_Exercise instructions_
Output the records in full, exactly as given.
[[ Source information, beginning ]]
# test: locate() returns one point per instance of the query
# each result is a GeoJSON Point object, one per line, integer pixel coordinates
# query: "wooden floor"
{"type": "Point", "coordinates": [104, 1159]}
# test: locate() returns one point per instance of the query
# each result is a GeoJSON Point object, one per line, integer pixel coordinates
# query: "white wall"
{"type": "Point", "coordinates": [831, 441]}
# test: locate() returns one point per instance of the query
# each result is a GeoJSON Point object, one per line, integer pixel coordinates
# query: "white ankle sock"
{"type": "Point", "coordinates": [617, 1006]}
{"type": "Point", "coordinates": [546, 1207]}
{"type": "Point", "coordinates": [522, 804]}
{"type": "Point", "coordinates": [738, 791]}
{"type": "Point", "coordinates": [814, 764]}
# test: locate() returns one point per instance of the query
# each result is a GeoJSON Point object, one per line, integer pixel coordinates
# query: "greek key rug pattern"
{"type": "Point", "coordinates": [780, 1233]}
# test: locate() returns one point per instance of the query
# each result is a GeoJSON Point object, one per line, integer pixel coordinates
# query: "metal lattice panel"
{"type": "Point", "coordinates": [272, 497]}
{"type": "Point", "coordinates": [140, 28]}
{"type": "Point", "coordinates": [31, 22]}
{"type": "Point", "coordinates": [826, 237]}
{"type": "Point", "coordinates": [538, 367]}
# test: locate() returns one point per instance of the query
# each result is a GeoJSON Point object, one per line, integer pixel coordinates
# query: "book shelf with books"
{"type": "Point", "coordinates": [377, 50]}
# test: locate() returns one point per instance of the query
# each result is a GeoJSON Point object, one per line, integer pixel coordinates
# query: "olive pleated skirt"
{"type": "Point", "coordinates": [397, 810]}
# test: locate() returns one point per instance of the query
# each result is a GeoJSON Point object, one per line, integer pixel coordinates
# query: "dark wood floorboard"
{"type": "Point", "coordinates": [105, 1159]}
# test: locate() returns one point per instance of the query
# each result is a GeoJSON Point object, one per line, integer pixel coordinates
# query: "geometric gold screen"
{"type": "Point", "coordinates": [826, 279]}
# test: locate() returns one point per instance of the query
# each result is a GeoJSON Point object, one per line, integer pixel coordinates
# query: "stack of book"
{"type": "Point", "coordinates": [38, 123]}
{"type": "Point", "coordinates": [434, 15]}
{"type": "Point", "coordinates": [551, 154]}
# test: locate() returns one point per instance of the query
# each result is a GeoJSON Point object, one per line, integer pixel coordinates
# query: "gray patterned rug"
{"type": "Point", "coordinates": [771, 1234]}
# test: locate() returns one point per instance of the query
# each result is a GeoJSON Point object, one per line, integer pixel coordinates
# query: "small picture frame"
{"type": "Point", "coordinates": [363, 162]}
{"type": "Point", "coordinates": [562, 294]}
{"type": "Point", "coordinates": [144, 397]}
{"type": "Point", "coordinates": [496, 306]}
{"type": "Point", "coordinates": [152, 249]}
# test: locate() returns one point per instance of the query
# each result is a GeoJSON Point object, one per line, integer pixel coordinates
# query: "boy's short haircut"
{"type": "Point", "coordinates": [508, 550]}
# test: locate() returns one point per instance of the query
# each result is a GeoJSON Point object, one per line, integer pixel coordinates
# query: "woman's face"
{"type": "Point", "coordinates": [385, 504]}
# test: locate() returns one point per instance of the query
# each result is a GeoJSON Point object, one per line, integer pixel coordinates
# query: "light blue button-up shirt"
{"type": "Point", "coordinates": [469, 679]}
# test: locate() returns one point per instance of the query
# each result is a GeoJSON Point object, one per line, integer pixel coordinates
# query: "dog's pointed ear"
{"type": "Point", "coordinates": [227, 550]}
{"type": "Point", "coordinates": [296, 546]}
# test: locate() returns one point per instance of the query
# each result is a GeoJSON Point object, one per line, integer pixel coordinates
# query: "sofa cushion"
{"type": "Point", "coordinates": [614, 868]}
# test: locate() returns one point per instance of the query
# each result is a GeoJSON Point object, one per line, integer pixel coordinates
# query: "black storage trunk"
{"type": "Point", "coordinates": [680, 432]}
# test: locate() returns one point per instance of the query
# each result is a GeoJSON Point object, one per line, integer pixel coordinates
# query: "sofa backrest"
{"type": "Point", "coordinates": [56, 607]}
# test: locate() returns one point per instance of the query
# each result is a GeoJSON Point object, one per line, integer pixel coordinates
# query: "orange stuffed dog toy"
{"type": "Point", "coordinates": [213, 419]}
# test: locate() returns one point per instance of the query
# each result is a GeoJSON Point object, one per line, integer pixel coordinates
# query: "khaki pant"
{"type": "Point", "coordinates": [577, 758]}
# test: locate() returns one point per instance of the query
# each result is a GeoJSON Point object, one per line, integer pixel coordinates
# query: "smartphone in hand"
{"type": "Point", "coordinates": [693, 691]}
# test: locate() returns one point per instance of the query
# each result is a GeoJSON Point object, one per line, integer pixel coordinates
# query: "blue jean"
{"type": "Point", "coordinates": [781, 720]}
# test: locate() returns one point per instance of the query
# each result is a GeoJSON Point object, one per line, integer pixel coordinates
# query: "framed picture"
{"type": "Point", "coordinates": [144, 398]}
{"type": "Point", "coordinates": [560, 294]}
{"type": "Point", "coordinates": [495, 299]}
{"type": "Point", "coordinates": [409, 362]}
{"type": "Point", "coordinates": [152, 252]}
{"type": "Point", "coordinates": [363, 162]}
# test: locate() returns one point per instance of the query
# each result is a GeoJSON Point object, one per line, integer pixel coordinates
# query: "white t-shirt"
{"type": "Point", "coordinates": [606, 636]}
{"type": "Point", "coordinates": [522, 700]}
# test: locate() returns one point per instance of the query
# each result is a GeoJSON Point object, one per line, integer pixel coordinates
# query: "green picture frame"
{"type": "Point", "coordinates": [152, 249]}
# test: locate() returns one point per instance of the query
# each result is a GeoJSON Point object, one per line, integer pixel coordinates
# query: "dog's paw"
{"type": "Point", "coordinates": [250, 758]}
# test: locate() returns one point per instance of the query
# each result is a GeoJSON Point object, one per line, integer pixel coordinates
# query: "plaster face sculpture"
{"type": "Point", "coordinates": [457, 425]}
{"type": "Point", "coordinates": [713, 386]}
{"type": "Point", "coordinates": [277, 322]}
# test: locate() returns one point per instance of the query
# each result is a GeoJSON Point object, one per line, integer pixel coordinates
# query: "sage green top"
[[ Source information, end ]]
_Answer box_
# test: locate() returns one point per instance of the query
# each result is a GeoJSON Point object, one per line, integer pixel coordinates
# query: "wooden floor"
{"type": "Point", "coordinates": [104, 1159]}
# test: locate() returns one point per instance of the query
# each result is a GeoJSON Point object, one per line, integer pixel coordinates
# query: "white wall"
{"type": "Point", "coordinates": [831, 441]}
# test: locate() returns one point per instance of the query
# each result is a GeoJSON Point object, one per line, integer pixel coordinates
# query: "white ankle sock"
{"type": "Point", "coordinates": [617, 1006]}
{"type": "Point", "coordinates": [546, 1207]}
{"type": "Point", "coordinates": [522, 804]}
{"type": "Point", "coordinates": [738, 791]}
{"type": "Point", "coordinates": [814, 764]}
# test: locate() returns one point per instance of the query
# each result is a GeoJSON Point object, one per line, integer pixel coordinates
# query: "greek key rug pattern"
{"type": "Point", "coordinates": [780, 1233]}
# test: locate() returns one point per instance of the query
# each result is a GeoJSON Point object, one per line, integer pixel coordinates
# query: "metal lattice panel"
{"type": "Point", "coordinates": [272, 497]}
{"type": "Point", "coordinates": [140, 28]}
{"type": "Point", "coordinates": [31, 22]}
{"type": "Point", "coordinates": [826, 237]}
{"type": "Point", "coordinates": [538, 367]}
# test: locate() returns one point per instance of the query
# each result is a GeoJSON Point object, one per line, integer pixel coordinates
# query: "book shelf with books"
{"type": "Point", "coordinates": [377, 50]}
# test: locate() returns one point per instance of the query
# each result is a GeoJSON Point object, one per line, integer pixel coordinates
# query: "olive pleated skirt"
{"type": "Point", "coordinates": [397, 810]}
# test: locate() returns one point per instance of the query
# each result is a GeoJSON Point object, one per line, integer pixel coordinates
# query: "dark wood floorboard"
{"type": "Point", "coordinates": [105, 1159]}
# test: locate() returns one point per instance of the query
# each result is a GeoJSON Point object, one per line, integer pixel coordinates
# query: "geometric gold screen"
{"type": "Point", "coordinates": [826, 279]}
# test: locate() returns one point per instance of the query
# each result is a GeoJSON Point object, one per line, integer pixel coordinates
# query: "stack of book"
{"type": "Point", "coordinates": [38, 123]}
{"type": "Point", "coordinates": [434, 15]}
{"type": "Point", "coordinates": [551, 154]}
# test: locate() returns one point per instance of the query
# each result is a GeoJSON Point object, one per line, integer pixel coordinates
# query: "gray patterned rug"
{"type": "Point", "coordinates": [771, 1234]}
# test: locate() returns one point per instance of the query
# each result is a GeoJSON Point object, one per line, integer pixel coordinates
# query: "small picture frame"
{"type": "Point", "coordinates": [363, 162]}
{"type": "Point", "coordinates": [562, 294]}
{"type": "Point", "coordinates": [144, 397]}
{"type": "Point", "coordinates": [496, 306]}
{"type": "Point", "coordinates": [152, 249]}
# test: locate() returns one point per instance of the query
# each result is a GeoJSON Point object, one per line, integer pixel coordinates
# query: "boy's short haircut"
{"type": "Point", "coordinates": [508, 550]}
# test: locate() returns one point per instance of the query
# each result is a GeoJSON Point object, one per line, integer pixel coordinates
# query: "woman's face"
{"type": "Point", "coordinates": [385, 504]}
# test: locate() returns one point per instance of the query
# each result is a GeoJSON Point object, one per line, integer pixel coordinates
# query: "light blue button-up shirt"
{"type": "Point", "coordinates": [469, 679]}
# test: locate() returns one point per instance of the query
# each result is a GeoJSON Point object, one per line, integer pixel coordinates
# query: "dog's pointed ear"
{"type": "Point", "coordinates": [227, 550]}
{"type": "Point", "coordinates": [296, 546]}
# test: locate() returns one point per instance of the query
# each result is a GeoJSON Point object, one per line, integer pixel coordinates
# query: "sofa cushion"
{"type": "Point", "coordinates": [614, 868]}
# test: locate() returns one point per instance of the query
# each result is a GeoJSON Point object, one per line, integer pixel coordinates
# query: "black storage trunk"
{"type": "Point", "coordinates": [680, 432]}
# test: locate() returns one point per instance of the query
# each result is a GeoJSON Point object, one per line, integer pixel coordinates
# query: "sofa backrest"
{"type": "Point", "coordinates": [56, 607]}
# test: locate() returns one point per instance of the query
# each result is a GeoJSON Point object, one per line, integer pixel coordinates
# query: "orange stuffed dog toy"
{"type": "Point", "coordinates": [213, 419]}
# test: locate() returns one point per instance of the query
# each result is a GeoJSON Point object, one per line, integer pixel coordinates
# query: "khaki pant"
{"type": "Point", "coordinates": [577, 758]}
# test: locate() returns one point per instance of the query
# each result is a GeoJSON Point object, one per line, integer pixel coordinates
# query: "smartphone in hand"
{"type": "Point", "coordinates": [693, 691]}
# test: locate() returns one point per instance of the query
# each result is a GeoJSON Point object, one per line, integer pixel coordinates
# query: "blue jean"
{"type": "Point", "coordinates": [781, 720]}
# test: locate() returns one point per instance of the query
# each result is a GeoJSON Point object, one per line, integer pixel coordinates
# query: "framed picture"
{"type": "Point", "coordinates": [144, 398]}
{"type": "Point", "coordinates": [560, 294]}
{"type": "Point", "coordinates": [495, 299]}
{"type": "Point", "coordinates": [409, 362]}
{"type": "Point", "coordinates": [152, 252]}
{"type": "Point", "coordinates": [363, 162]}
# test: locate() returns one point per instance of the query
# each result is a GeoJSON Point object, one per line, integer pixel coordinates
# query: "white t-shirt"
{"type": "Point", "coordinates": [606, 636]}
{"type": "Point", "coordinates": [522, 700]}
# test: locate() returns one point per instance of the query
# each result is a GeoJSON Point object, one per line, integer pixel coordinates
# query: "green picture frame"
{"type": "Point", "coordinates": [152, 249]}
# test: locate() returns one point per instance of the query
# each result is a GeoJSON Point object, one per line, integer pixel coordinates
# query: "dog's paw"
{"type": "Point", "coordinates": [250, 758]}
# test: locate() returns one point per instance of the query
# each result is a GeoJSON Point object, one per line, integer pixel coordinates
# query: "plaster face sculpture"
{"type": "Point", "coordinates": [457, 425]}
{"type": "Point", "coordinates": [713, 386]}
{"type": "Point", "coordinates": [277, 322]}
# test: locate() returns one point per instance of the query
# each result is a GeoJSON Point object, one per line, integer pixel coordinates
# query: "sage green top"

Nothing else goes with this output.